Image boundary labeling records:
===============

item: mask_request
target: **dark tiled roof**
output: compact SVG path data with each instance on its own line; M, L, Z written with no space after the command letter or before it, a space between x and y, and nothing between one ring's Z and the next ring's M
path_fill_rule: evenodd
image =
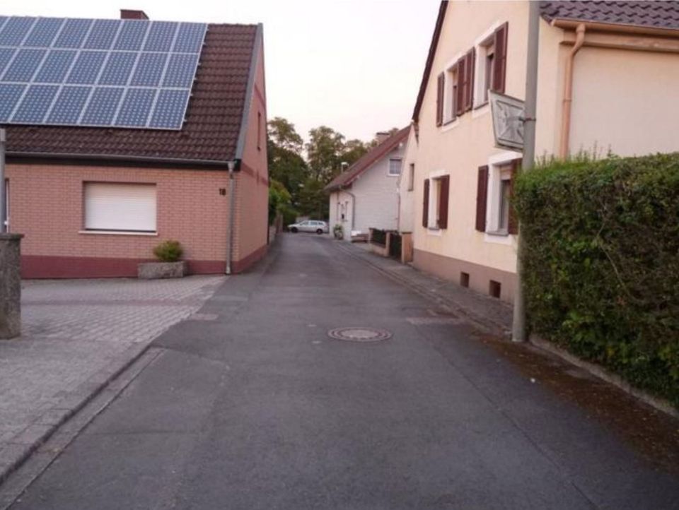
M209 25L180 131L9 126L8 155L233 160L257 31L256 25Z
M540 10L548 21L567 19L679 28L679 1L543 1Z
M408 137L408 131L410 129L410 126L403 128L378 146L376 146L364 154L356 160L356 162L352 166L330 181L330 183L325 186L325 191L332 191L351 184L356 180L356 177L396 148L399 143L405 140Z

===============

§ **Task instructions**:
Rewrite all the records, changing "instance" to "object" and keeping everything else the same. Leave the pictures out.

§ **Full answer**:
item: mask_request
target: **dark tiled roof**
output: compact SVG path data with each object on its own line; M, L, Z written with no space after the command letter or before it, a space between x and y, and nothing between one ring's Z and the next ring's M
path_fill_rule: evenodd
image =
M209 25L180 131L9 126L8 155L233 160L257 31L256 25Z
M540 10L548 21L567 19L679 28L679 1L543 1Z
M408 137L408 131L410 129L410 126L403 128L378 146L376 146L364 154L356 160L356 162L352 166L330 181L330 183L325 186L325 191L332 191L351 184L356 180L356 177L396 148L399 143L405 140Z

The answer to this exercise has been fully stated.